> **Extrait choisi**:
- - - - - - -
La Chartreuse de Parme, un opéra virtuel ?

 

" La musique est incapable de parler vite : elle peut peindre les nuances de la passion les plus fugitives, des nuances qui échapperaient à la plume des plus grands écrivains ; on peut même dire que son empire commence où finit celui de la parole. "
Vie de Rossini, chapitre XX

 

Prélude en forme de petite énigme d'histoire culturelle. Comment la Sensverina peut-elle connaître, et citer en exemple à Fabrice, le Polyeucte (Poliuto) de Donizetti, mis en répétition à l'Académie Royale de Paris en janvier 1840 et représenté pour la première fois le 10 avril 1840 1, soit un an après la naissance éditoriale de notre duchesse de papier, chez Ambroise Dupont, le 6 avril 1839 ?

" Je suis convaincue que si un empereur Decius revenait au monde, il [ l'archevêque Landriani ] subirait le martyre comme le Polyeucte de l'opéra qu'on nous donnait la semaine passée."2

Comme souvent en cette matière, la solution se trouve non pas dans la divine intuition de l'héroïne, mais aux tomes III et VI du monument biographique du belge Fétis, aux articles Donizetti et Nourrit 3.
- - - - - - -
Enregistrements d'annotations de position

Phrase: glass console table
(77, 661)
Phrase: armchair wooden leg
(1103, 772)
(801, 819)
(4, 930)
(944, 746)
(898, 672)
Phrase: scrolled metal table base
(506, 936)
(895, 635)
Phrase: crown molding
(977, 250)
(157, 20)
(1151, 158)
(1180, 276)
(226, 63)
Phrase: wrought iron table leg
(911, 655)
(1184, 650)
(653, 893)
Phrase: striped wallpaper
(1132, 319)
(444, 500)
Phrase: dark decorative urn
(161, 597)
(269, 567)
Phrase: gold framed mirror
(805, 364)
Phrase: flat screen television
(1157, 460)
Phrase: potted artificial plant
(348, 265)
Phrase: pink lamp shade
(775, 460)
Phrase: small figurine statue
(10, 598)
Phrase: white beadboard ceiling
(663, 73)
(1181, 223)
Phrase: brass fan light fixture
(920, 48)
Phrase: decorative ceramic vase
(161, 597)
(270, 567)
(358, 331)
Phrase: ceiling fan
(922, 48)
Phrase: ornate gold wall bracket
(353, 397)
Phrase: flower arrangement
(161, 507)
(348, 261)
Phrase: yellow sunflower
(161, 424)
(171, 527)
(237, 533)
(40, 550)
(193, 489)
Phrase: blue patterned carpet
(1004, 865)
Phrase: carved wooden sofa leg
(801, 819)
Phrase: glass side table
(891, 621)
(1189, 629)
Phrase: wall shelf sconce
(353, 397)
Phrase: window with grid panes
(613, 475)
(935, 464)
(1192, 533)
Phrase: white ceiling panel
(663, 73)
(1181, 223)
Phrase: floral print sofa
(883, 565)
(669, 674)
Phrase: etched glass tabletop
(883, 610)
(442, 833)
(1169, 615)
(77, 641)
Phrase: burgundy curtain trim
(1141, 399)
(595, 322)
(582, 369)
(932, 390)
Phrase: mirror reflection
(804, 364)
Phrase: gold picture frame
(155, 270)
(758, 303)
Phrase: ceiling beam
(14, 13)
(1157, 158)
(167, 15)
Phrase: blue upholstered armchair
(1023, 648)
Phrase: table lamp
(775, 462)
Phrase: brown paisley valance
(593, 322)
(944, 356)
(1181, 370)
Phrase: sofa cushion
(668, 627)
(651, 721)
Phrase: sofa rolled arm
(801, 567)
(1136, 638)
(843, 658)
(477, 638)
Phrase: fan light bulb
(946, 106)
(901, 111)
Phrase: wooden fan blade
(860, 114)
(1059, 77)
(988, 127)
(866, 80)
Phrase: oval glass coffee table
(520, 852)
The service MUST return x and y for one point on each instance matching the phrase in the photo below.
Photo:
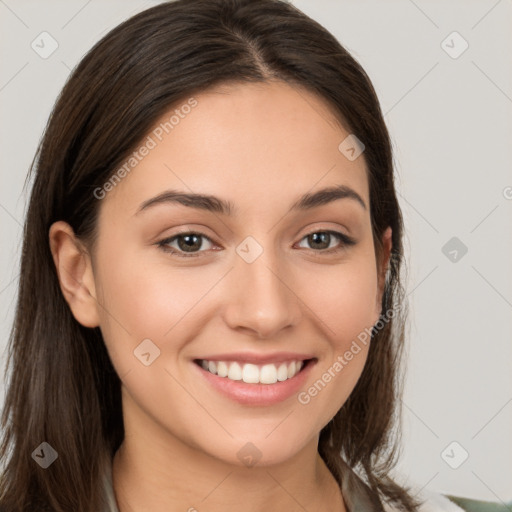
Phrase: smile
(252, 373)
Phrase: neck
(164, 474)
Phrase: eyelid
(345, 241)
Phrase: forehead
(241, 141)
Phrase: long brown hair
(62, 388)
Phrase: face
(272, 286)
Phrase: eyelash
(346, 241)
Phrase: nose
(262, 300)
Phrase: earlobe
(382, 268)
(75, 273)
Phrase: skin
(260, 146)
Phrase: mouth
(252, 373)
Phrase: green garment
(470, 505)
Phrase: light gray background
(451, 124)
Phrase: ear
(382, 268)
(74, 269)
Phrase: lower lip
(257, 394)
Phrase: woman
(210, 303)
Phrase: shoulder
(471, 505)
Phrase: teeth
(252, 373)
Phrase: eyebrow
(216, 205)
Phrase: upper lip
(255, 358)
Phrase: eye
(322, 240)
(188, 244)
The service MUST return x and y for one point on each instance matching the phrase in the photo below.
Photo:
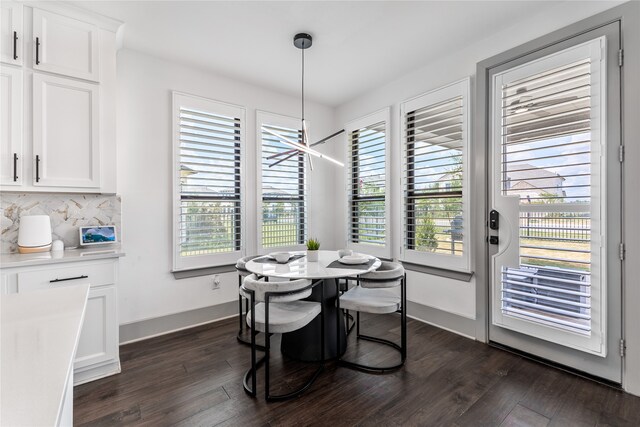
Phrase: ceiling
(357, 45)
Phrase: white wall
(448, 295)
(147, 289)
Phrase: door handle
(15, 45)
(37, 168)
(494, 220)
(69, 278)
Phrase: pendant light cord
(303, 87)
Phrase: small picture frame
(97, 235)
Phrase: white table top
(40, 333)
(303, 269)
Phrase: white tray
(353, 259)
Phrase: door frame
(626, 14)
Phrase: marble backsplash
(67, 212)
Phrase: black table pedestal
(304, 344)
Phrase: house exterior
(531, 181)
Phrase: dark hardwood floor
(194, 378)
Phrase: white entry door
(555, 194)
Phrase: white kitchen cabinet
(98, 339)
(97, 355)
(11, 34)
(66, 147)
(65, 45)
(10, 126)
(66, 139)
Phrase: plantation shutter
(435, 206)
(367, 185)
(208, 166)
(284, 210)
(547, 120)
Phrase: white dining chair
(276, 308)
(374, 294)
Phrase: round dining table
(304, 344)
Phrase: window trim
(266, 117)
(178, 100)
(382, 115)
(460, 88)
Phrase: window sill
(462, 276)
(203, 271)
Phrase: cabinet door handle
(37, 168)
(68, 278)
(15, 45)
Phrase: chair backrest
(388, 275)
(260, 287)
(241, 264)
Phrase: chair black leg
(255, 364)
(402, 348)
(296, 393)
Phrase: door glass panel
(546, 162)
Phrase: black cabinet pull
(37, 168)
(15, 45)
(69, 278)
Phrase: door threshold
(559, 366)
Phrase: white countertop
(40, 333)
(69, 255)
(303, 269)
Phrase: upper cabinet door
(10, 126)
(65, 45)
(11, 33)
(66, 150)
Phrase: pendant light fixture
(302, 41)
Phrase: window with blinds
(367, 185)
(208, 163)
(284, 211)
(435, 209)
(547, 161)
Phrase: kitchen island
(40, 333)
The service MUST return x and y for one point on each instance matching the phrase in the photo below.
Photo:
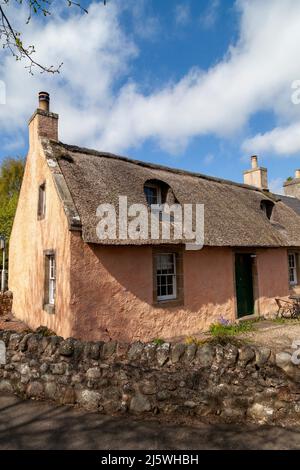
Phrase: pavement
(33, 425)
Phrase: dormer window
(42, 201)
(267, 207)
(153, 194)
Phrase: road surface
(34, 425)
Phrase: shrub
(230, 329)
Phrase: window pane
(151, 195)
(166, 276)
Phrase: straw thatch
(233, 214)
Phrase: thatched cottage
(63, 276)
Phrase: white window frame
(52, 279)
(42, 201)
(158, 189)
(173, 296)
(292, 269)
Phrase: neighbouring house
(63, 276)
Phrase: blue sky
(195, 84)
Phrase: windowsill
(168, 303)
(49, 308)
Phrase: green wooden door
(244, 284)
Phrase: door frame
(254, 253)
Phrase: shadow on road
(38, 425)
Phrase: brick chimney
(257, 176)
(43, 123)
(292, 185)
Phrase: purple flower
(223, 321)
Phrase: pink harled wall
(112, 292)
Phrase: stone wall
(224, 383)
(5, 303)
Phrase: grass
(158, 341)
(192, 340)
(231, 329)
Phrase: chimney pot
(44, 101)
(254, 163)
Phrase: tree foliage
(11, 39)
(11, 174)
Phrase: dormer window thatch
(267, 207)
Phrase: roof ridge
(155, 166)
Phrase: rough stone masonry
(224, 383)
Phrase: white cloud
(208, 159)
(253, 76)
(182, 14)
(210, 16)
(102, 106)
(281, 141)
(95, 54)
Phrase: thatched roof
(233, 215)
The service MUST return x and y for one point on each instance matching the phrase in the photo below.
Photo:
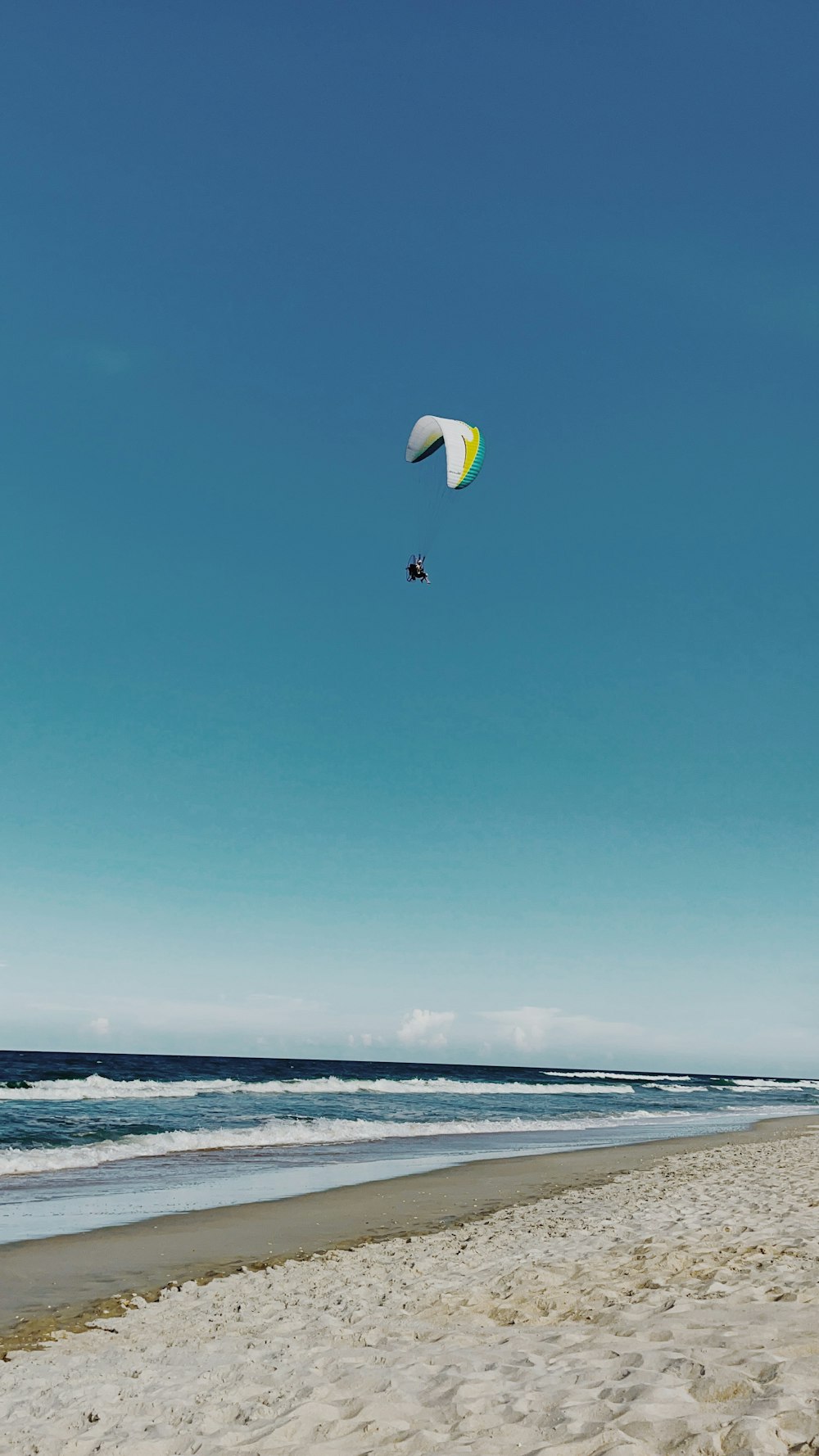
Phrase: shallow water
(92, 1141)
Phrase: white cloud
(426, 1029)
(534, 1029)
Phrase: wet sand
(65, 1282)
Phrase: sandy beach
(665, 1306)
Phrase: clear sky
(257, 793)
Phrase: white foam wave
(108, 1089)
(772, 1085)
(289, 1133)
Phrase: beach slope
(667, 1308)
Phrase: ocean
(89, 1139)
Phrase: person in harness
(416, 570)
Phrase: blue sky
(260, 794)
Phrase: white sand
(669, 1311)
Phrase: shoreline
(67, 1280)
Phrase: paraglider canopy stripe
(464, 447)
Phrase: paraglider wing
(464, 447)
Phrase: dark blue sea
(89, 1139)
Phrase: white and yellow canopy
(464, 447)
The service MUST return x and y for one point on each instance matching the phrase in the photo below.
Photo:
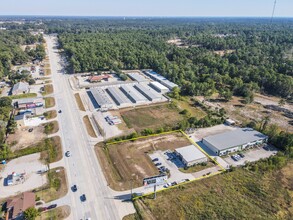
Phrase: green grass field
(240, 194)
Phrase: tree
(31, 213)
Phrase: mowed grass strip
(120, 161)
(79, 102)
(89, 126)
(49, 102)
(240, 194)
(56, 187)
(153, 117)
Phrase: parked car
(74, 188)
(83, 198)
(52, 206)
(68, 154)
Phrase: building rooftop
(190, 153)
(159, 85)
(133, 93)
(137, 77)
(234, 138)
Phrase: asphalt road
(82, 167)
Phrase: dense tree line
(257, 61)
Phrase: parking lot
(252, 155)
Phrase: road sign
(155, 180)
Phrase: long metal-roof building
(100, 98)
(119, 98)
(232, 141)
(133, 94)
(148, 92)
(137, 77)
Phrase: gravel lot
(30, 165)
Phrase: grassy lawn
(48, 89)
(49, 102)
(240, 194)
(120, 161)
(58, 213)
(57, 186)
(25, 95)
(79, 102)
(187, 104)
(51, 127)
(89, 126)
(50, 114)
(197, 167)
(153, 117)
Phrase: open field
(49, 102)
(152, 117)
(89, 127)
(48, 89)
(79, 102)
(57, 186)
(187, 104)
(50, 114)
(25, 95)
(120, 161)
(51, 127)
(258, 196)
(58, 213)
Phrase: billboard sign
(155, 180)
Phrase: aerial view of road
(82, 167)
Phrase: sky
(173, 8)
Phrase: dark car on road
(83, 198)
(52, 206)
(74, 188)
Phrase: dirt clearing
(124, 161)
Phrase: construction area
(141, 88)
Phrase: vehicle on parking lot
(83, 198)
(74, 188)
(68, 154)
(52, 206)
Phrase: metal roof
(137, 77)
(133, 93)
(101, 97)
(190, 153)
(118, 96)
(148, 92)
(238, 137)
(159, 86)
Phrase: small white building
(191, 155)
(20, 88)
(232, 141)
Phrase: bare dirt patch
(22, 138)
(89, 126)
(124, 161)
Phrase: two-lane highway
(82, 167)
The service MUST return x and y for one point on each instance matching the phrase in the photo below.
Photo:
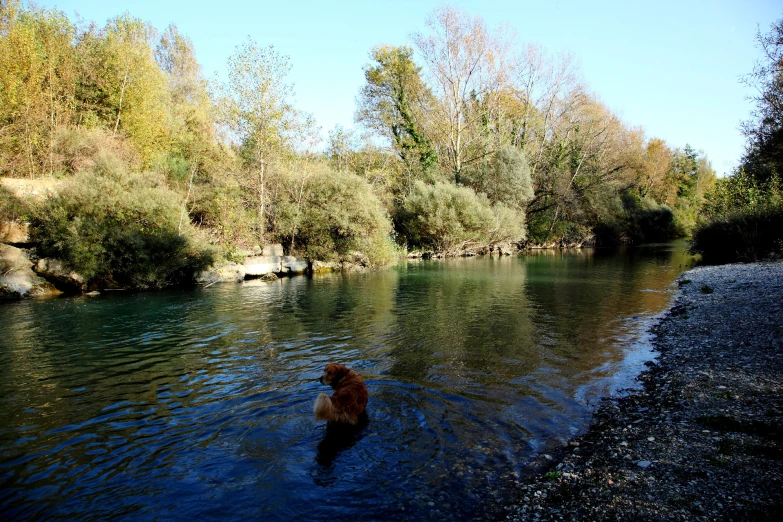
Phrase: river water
- - - - - - -
> **Consigne 1**:
Pouvez-vous mettre à jour le passage de l'extrait sur La Chartreuse de Parme qui commence à « Prélude en forme » et se termine à « avril 1839 ? », en y remplaçant « duchesse de papier » par « héroïne de papier » ?
> **Consigne 2**:
Combien de lignes des enregistrements contiennent la chaîne « gold » ? Donnez seulement le nombre.

> **Résultat 1**:
Prélude en forme de petite énigme d'histoire culturelle. Comment la Sensverina peut-elle connaître, et citer en exemple à Fabrice, le Polyeucte (Poliuto) de Donizetti, mis en répétition à l'Académie Royale de Paris en janvier 1840 et représenté pour la première fois le 10 avril 1840 1, soit un an après la naissance éditoriale de notre héroïne de papier, chez Ambroise Dupont, le 6 avril 1839 ?

> **Résultat 2**:
3